**List of tasks**
1) In the DNA repair research summary, how many subunits make up the TFIIH complex?
2) Carry the DNA repair research summary forward from its final sentence.

**Selected extract**
DNA is constantly damaged by endogenous and exogenous sources and it has been shown that 80 to 90% of all human cancers are ultimately due to DNA damage. Organisms thus require efficient DNA repair systems to maintain their genomes in a functional state. Nucleotide excision repair (NER) recognizes structurally highly diverse damages, and it is our goal to obtain a general understanding of the sequential process of this repair pathway and exploit its role in cancer therapy. RecQ helicases assume key functions to maintain genomic integrity and are frequently upregulated in many cancers. We investigate the intricate molecular network of RecQ4 to decipher its function and to assess it as a target for cancer therapy.
Research Highlights 2017/2018
One major player in the NER cascade is the general transcription factor TFIIH.
TFIIH is a multiprotein complex consisting of ten subunits. We solved structures of a complex formed by the p34 N-terminal vWA and p44 C-terminal zinc binding domains. Our data reveal the presence of a redundant interaction network within core-TFIIH, which may serve to minimize the susceptibility to mutational impairment. This analysis provides first insights into why so far no mutations in the p34 or p44 core-TFIIH subunits have been identified that lead to the hallmark nucleotide excision repair syndromes xeroderma pigmentosum or trichothiodystrophy.

**Extracted information**
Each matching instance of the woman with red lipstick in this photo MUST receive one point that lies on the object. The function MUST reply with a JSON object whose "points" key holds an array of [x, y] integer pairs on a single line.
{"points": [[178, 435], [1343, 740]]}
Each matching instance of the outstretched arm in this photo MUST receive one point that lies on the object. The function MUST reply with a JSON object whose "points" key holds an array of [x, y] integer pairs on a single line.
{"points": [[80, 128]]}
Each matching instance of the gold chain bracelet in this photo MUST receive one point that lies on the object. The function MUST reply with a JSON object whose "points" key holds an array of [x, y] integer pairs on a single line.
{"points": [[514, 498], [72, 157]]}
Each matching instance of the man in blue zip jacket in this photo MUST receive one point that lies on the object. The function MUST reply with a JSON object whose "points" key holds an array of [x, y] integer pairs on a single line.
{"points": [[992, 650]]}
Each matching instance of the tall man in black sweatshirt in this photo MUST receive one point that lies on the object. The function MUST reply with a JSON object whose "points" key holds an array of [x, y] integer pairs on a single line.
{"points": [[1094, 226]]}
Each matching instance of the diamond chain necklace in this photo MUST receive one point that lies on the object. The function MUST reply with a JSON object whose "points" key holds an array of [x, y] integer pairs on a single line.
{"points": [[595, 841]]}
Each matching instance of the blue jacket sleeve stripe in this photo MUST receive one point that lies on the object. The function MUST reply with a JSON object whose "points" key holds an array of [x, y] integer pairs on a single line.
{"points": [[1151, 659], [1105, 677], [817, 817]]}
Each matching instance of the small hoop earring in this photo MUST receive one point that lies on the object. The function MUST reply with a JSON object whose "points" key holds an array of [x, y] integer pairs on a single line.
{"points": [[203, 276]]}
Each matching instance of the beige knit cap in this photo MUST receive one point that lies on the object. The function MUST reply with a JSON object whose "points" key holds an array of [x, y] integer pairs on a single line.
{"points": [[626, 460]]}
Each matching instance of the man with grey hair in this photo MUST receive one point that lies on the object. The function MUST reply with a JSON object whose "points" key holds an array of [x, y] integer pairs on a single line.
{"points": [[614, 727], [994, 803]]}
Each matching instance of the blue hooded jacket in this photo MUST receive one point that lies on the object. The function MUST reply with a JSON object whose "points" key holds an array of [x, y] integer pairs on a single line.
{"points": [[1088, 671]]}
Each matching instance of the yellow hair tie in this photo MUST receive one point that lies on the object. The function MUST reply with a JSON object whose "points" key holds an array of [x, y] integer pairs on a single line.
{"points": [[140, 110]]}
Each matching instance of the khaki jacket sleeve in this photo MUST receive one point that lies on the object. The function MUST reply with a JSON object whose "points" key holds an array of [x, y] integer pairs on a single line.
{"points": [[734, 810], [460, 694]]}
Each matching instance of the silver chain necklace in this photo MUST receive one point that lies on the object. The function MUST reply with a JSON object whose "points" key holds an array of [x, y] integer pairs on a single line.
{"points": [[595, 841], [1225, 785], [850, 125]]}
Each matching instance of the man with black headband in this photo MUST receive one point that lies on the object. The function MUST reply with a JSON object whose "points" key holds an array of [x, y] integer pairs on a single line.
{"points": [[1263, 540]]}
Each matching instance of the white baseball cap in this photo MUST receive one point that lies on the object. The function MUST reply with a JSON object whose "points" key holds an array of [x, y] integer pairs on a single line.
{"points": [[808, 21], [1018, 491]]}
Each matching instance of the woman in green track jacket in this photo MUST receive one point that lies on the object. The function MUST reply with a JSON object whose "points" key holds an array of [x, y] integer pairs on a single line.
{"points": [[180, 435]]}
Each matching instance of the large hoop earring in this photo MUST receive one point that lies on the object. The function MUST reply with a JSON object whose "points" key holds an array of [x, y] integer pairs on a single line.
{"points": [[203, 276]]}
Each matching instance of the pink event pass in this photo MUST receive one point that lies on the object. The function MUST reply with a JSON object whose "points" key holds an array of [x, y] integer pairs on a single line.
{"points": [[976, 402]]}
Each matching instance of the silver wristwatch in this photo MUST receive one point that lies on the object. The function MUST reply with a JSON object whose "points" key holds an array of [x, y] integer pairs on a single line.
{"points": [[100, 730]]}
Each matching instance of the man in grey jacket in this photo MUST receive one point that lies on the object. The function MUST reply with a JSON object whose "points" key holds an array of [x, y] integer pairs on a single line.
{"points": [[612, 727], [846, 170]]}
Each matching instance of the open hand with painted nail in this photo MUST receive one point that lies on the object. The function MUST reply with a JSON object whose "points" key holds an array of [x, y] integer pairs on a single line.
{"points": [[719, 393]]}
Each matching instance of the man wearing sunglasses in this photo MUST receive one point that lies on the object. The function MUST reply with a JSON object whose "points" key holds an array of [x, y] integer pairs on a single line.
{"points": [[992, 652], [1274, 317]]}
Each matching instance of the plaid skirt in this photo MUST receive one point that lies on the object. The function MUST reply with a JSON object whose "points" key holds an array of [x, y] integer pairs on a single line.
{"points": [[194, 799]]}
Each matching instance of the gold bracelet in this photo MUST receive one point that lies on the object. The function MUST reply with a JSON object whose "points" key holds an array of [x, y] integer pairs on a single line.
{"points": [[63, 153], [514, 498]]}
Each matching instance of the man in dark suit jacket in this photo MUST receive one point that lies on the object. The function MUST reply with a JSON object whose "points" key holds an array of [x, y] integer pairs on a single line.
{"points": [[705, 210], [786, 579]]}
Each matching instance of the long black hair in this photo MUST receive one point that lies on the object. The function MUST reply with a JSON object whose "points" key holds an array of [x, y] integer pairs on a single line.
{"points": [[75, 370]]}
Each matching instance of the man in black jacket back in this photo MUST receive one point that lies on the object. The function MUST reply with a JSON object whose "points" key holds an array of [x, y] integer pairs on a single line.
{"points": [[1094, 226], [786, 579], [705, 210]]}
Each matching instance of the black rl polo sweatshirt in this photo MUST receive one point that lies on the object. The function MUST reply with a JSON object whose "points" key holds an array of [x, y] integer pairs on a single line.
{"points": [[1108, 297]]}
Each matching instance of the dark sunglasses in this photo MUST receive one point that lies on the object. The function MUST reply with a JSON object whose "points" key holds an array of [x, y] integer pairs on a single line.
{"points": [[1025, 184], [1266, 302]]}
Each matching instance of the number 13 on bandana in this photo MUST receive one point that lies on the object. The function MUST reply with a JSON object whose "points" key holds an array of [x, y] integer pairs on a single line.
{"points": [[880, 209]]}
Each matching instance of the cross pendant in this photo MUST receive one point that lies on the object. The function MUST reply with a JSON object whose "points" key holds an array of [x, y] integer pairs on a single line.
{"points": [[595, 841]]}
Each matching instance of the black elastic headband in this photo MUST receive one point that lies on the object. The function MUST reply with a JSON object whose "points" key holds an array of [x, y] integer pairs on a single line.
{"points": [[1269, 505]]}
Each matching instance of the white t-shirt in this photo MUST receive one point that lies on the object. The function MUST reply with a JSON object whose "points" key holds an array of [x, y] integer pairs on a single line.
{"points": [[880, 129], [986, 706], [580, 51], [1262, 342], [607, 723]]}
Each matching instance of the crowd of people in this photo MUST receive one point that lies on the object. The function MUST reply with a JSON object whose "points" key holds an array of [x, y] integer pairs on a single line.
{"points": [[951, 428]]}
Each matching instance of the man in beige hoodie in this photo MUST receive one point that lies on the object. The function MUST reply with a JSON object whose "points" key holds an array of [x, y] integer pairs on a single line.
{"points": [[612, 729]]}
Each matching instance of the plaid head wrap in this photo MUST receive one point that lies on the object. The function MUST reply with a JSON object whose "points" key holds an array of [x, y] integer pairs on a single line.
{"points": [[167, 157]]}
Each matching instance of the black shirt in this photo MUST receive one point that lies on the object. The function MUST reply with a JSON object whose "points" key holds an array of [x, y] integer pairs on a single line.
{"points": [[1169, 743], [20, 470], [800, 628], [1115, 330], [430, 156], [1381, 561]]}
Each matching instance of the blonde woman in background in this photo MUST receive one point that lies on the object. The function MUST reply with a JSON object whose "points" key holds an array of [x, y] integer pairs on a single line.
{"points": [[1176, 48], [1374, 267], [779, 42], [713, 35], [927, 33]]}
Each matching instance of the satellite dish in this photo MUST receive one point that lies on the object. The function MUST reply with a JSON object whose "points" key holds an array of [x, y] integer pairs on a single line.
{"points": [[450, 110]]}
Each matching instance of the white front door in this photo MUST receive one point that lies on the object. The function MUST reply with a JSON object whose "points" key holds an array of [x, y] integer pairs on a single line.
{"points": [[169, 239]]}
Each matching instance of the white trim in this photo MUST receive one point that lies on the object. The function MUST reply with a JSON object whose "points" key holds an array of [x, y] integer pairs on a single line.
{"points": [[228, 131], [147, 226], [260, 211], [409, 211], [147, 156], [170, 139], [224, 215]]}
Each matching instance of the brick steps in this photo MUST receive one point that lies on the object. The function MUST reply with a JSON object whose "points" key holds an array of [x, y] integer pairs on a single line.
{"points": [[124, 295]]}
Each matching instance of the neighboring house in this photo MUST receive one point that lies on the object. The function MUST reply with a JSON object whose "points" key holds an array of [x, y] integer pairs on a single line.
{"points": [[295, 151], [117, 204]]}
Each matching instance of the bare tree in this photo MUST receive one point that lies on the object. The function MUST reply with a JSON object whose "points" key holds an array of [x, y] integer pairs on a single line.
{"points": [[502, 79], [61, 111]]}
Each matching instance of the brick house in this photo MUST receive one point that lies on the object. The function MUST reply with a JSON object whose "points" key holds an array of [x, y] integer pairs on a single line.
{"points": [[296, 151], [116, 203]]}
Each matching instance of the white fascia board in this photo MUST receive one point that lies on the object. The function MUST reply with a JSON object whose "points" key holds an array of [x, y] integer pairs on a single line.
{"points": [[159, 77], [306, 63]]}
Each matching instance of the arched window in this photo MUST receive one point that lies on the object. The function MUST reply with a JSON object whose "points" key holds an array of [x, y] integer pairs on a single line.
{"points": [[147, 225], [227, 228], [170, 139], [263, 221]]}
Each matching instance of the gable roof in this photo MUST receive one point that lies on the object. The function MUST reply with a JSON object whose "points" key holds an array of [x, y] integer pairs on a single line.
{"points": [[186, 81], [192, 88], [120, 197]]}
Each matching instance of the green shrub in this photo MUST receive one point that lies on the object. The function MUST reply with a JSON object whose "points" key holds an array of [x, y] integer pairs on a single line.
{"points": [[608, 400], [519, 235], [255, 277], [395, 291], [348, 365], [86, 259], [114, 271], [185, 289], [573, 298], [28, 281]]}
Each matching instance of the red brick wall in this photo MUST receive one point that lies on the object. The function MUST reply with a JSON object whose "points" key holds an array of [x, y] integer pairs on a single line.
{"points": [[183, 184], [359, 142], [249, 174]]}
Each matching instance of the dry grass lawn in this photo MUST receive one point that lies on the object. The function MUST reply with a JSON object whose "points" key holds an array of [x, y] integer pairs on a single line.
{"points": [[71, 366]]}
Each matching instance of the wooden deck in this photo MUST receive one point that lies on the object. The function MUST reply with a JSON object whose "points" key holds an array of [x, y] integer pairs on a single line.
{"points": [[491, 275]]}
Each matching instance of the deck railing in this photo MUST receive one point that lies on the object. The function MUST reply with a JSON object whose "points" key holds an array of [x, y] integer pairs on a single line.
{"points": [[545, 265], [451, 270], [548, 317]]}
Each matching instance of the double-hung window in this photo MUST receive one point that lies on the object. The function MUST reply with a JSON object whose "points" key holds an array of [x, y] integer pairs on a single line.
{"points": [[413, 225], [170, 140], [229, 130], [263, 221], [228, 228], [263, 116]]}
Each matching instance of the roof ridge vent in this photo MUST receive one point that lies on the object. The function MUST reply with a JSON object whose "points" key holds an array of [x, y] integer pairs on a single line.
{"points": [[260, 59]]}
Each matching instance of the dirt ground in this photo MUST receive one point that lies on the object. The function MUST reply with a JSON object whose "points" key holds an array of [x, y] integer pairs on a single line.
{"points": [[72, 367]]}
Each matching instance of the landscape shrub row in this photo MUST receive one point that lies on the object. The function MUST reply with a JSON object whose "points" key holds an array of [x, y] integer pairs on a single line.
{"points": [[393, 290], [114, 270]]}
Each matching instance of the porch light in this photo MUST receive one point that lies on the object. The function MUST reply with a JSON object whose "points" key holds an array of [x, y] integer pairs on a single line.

**Answers to each task**
1) TFIIH consists of ten subunits.

2)
RecQ4 is one of five human RecQ helicases that are fundamental for genome maintenance. We solved the structure of the core RecQ4 helicase unit, revealing unique structural domains that are absent in other RecQ proteins. Combined with our functional analysis, we suggest that RecQ4 may employ a helicase mechanism that is different from that of all other human RecQ family members. Our results set the stage to examine the molecular basis of unique RecQ4 genome maintenance functions and analyse the structure-function relationship of patient mutations leading to RecQ4 associated human diseases.
The concepts that we have already and will continue to unveil by tackling basic research questions that elucidate mechanisms of DNA repair and maintaining genomic integrity will guide our approach towards translational aspects of these processes. We will develop pipelines for the development of new inhibitors that target specific steps in the analysed pathways. Our analysis will not only provide insights at the atomic level, but will also lead to their evaluation in appropriate animal models. Consequently, we will follow a more wholistic approach to maximize our knowledge about the important translational implications fostered by our basic research.